#### Exercises
• a. In the excerpt about Bielsa's pre-season training, what does the DEXA scanner outline? List every one.
• b. Quote the passage of the excerpt about Bielsa's pre-season training starting at "While Thorp Arch" and ending at "by his methods.".
• c. Continue the excerpt about Bielsa's pre-season training from its final sentence.

#### Selected excerpt
A clue about Bielsa’s forthcoming arrival last summer was included when the club announced their pre-season plans at the end of May, confirming that they forgoing a pre-season tour in favour of ’three weeks of intense training’.

While Thorp Arch was not yet ready to house the first-team squad overnight for the pre-season schedule, it was clear Bielsa was steadfastly standing by his methods.

Double and triple sessions - some lasting up to two-and-a-half hours - followed in the days and weeks after Bielsa’s arrival in the country, with players spending ten hours-plus at the training ground, staying at nearby hotels to minimise travel time.

Every players was weighed when they arrived in the morning, with a DEXA scanner outlining lean mass, fat mass and bone mass, with those not meeting Bielsa’s exacting standards not joining the core first-team squad for training until they were considered to be fit.

Sessions involved high-intensity sprints to prepare the team for the pressing game which has been a key feature of Bielsa’s teams over the years, with repetition being key.

#### Source information
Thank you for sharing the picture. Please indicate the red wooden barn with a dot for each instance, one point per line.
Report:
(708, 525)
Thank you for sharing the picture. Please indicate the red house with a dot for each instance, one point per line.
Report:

#### Written responses
• a.
- Lean mass
- Fat mass
- Bone mass

• b.
While Thorp Arch was not yet ready to house the first-team squad overnight for the pre-season schedule, it was clear Bielsa was steadfastly standing by his methods.

• c.
"I think there’s no secret. He’ll tell you his methods himself, he’s quite happy, he’ll go lecture on them,” Leeds' head of medicene and performance Rob Price said last season.

"Reptition is the key to everything he does. He feels if you’v put the hurt of practice in and you’ve done the movements in training it becomes second nature in the game. Rafa [Bentiez] was exactly the same. Rafa did repetition of shape, movements, organisation."

Patrick Bamford was the club's big summer transfer and the much-travelled forward admitted that Bielsa's methods were new to him.

Patrick Bamford was Leeds' biggest summer signing(Image: Leeds United)
"I’ve never had this style of training before," he told the BBC. "There’s passing drills that I’ve never done before. I remember when i first came in I thought I was doing the passing drill right and he pulled me to the side and said no, you’ve got to slow down, pause, explosive, slow down, pause, explosive. So it took me a few weeks before I got inured to learn this.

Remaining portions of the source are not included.